» **QUESTIONS ON THE MATERIAL**
1. Using the article on nuclear decommissioning, answer:
(a) How many civil nuclear reactors does Russia have?
(b) Where and on what date did Oleg Bodrov give his talk?
(c) About how many tons of spent fuel does Mayak reprocess each year?
2. Transcribe everything from "The issue has" down to "projected 40-year lifespan." in the article on nuclear decommissioning.

» **SOURCE DOCUMENT**
**********
BRATTLEBORO — A delegation of Russians and Norwegians spent the past week in Vermont to study the decommissioning of nuclear plants in New England.
The issue has grown in importance in Russia, which has 31 civil nuclear reactors that produce 16 percent of that nation's electricity, as well as 13 reactors that are being operated beyond their original projected 40-year lifespan.
Oleg Bodrov, an engineer and physicist, spoke about nuclear energy issues in Russia, and the differences between the decommissioning process there and in the process in the United States, in a talk at Brooks Memorial Library on Oct. 9.
“There is no open, public debate on decommissioning [in Russia],” said Bodrov, who is one of the founders and current chair of the Green World Council, a St. Petersburg-based environmental group. “There are no independent experts. There is no money for decommissioning. There is no infrastructure for decommissioning. And there is no safe storage technology. This is as much a social problem as it is a financial problem.”
That's why, he said, there have been delegations from Russia and Norway coming to the United States over the past 16 years - to find out about the decommissioning process as it is done here and build bridges between various sectors of society in Russia and the United States.
With the possibility of Vermont Yankee being closed after its operating license expires in 2012, the scientists who visited our area last week sought ideas from their American counterparts to apply to their countries' nuclear programs.
Spent fuel woes
The biggest issue regarding nuclear power, Bodrov said, is the reprocessing of spent fuel from nuclear reactors, something that has been prohibited in the United States since the late 1970s.
Bodrov said Russia is not only reprocessing its own spent fuel, but is accepting other nations's nuclear waste.
The biggest reprocessing facility, Mayak, is located in the Ural mountains. It was the site of an massive explosion in 1957 that spread highly radioactive contaminants over 500,000 people. It was second only to the 1986 Chernobyl disaster in size and scope.
Mayak, still one of the biggest nuclear facilities in Russia, reprocesses about 200 tons of spent fuel annually, said Bodrov. An extraction process called PUREX (plutonium and uranium recovery by extraction) is used to separate those two elements from spent fuel.
**********
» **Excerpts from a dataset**
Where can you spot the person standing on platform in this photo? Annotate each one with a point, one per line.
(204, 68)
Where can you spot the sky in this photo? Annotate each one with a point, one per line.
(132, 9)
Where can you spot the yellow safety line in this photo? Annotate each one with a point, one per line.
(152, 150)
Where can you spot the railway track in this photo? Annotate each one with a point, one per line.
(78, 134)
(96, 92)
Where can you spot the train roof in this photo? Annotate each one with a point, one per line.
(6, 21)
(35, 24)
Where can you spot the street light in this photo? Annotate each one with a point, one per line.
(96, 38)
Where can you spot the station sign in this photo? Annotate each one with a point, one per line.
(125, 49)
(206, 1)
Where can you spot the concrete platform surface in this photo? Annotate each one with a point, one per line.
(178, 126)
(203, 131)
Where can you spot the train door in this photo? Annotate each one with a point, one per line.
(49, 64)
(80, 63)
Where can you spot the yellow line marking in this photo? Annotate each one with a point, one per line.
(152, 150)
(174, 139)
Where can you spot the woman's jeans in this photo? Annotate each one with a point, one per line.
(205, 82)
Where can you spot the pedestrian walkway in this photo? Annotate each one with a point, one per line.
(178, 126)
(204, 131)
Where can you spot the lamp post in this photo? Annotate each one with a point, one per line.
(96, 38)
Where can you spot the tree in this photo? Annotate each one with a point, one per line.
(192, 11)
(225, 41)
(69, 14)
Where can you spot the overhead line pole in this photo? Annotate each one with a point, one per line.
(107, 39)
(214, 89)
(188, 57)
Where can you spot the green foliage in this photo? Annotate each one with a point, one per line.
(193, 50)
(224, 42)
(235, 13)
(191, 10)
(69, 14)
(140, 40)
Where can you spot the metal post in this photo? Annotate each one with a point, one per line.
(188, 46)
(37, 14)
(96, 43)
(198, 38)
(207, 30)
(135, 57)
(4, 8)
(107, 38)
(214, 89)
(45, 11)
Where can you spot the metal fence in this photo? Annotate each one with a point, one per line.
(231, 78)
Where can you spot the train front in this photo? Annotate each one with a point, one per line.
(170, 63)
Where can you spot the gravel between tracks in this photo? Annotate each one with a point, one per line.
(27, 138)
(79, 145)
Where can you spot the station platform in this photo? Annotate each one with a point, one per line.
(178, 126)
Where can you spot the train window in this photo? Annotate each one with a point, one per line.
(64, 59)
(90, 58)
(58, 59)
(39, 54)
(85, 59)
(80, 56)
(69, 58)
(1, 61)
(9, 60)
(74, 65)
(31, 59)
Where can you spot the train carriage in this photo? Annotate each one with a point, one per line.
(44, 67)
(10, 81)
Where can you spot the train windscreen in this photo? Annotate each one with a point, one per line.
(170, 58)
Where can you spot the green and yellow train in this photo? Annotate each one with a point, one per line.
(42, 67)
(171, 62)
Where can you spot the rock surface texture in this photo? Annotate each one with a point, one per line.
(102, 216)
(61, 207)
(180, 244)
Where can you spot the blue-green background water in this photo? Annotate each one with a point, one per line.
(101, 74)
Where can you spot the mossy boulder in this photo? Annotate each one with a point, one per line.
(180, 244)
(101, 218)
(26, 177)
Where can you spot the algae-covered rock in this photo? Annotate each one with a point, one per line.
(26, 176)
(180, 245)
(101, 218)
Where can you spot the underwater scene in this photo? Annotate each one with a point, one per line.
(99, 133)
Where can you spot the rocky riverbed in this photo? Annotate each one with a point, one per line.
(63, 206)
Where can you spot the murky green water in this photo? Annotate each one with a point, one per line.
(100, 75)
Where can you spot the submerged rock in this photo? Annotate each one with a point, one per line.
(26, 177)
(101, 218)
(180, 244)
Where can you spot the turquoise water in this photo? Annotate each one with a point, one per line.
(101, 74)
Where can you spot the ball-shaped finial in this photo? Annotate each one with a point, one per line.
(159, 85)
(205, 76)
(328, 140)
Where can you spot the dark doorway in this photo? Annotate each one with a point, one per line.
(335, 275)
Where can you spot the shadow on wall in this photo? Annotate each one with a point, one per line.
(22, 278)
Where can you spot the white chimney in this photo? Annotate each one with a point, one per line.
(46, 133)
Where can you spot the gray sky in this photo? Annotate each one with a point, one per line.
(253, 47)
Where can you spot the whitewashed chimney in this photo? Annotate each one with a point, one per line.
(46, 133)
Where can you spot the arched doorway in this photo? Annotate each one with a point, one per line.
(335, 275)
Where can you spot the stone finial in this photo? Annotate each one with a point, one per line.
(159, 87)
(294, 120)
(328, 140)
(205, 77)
**********
» **SOLUTIONS TO THE PROBLEMS**
1.
(a) 31
(b) At Brooks Memorial Library on Oct. 9
(c) About 200 tons

2.
The issue has grown in importance in Russia, which has 31 civil nuclear reactors that produce 16 percent of that nation's electricity, as well as 13 reactors that are being operated beyond their original projected 40-year lifespan.